◆ Material for this exercise ◆

>>

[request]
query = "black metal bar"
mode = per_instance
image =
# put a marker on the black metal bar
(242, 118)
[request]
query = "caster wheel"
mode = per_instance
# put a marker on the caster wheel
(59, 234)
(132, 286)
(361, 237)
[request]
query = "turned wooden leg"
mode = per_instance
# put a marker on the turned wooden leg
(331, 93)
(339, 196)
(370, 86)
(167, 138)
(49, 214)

<<
>>

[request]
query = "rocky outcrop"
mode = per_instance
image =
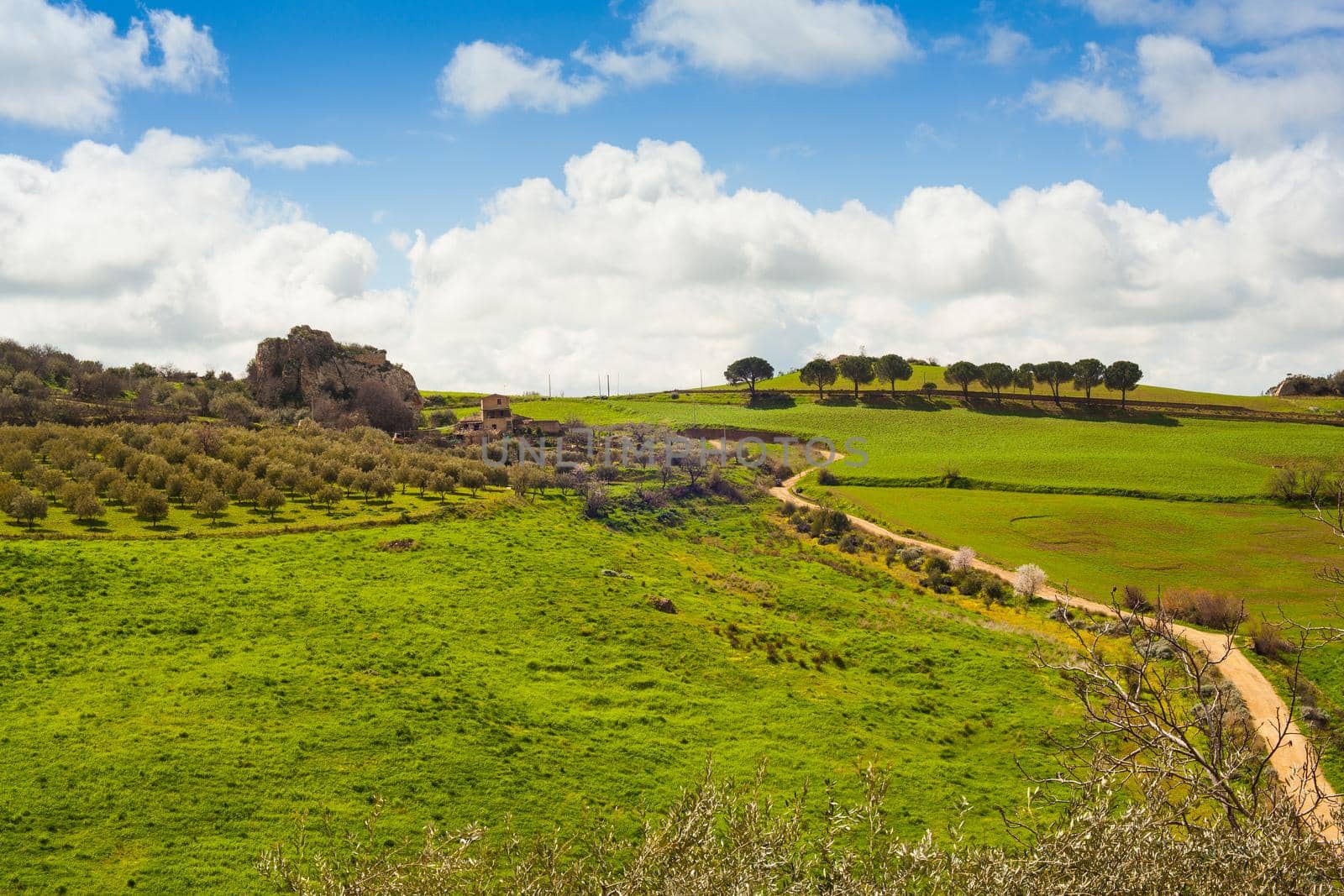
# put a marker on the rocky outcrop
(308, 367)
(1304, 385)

<<
>>

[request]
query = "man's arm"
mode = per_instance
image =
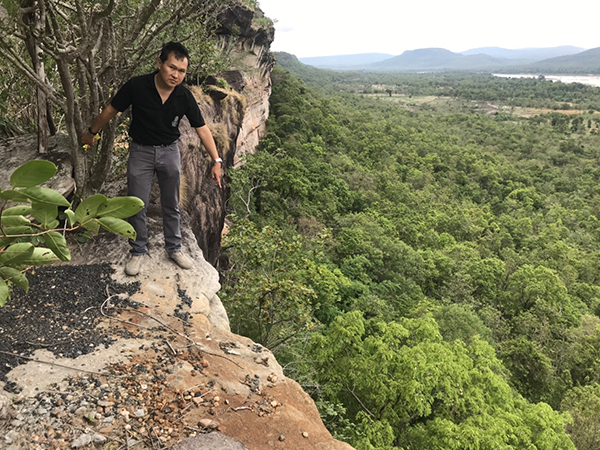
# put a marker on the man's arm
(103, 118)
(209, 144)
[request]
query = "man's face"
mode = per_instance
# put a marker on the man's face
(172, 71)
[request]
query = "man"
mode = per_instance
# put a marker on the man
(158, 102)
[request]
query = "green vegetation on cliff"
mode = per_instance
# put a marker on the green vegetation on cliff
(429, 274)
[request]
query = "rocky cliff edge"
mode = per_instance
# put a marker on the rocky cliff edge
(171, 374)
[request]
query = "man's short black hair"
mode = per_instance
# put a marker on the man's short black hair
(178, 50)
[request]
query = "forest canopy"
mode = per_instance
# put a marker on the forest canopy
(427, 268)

<<

◆ Short task ◆
Pull out every line in the items above that contains the string "metal", and treat uppercase and lowercase letters as different.

◆ Solution below ◆
query = "black metal bar"
# put a marker on the black metal bar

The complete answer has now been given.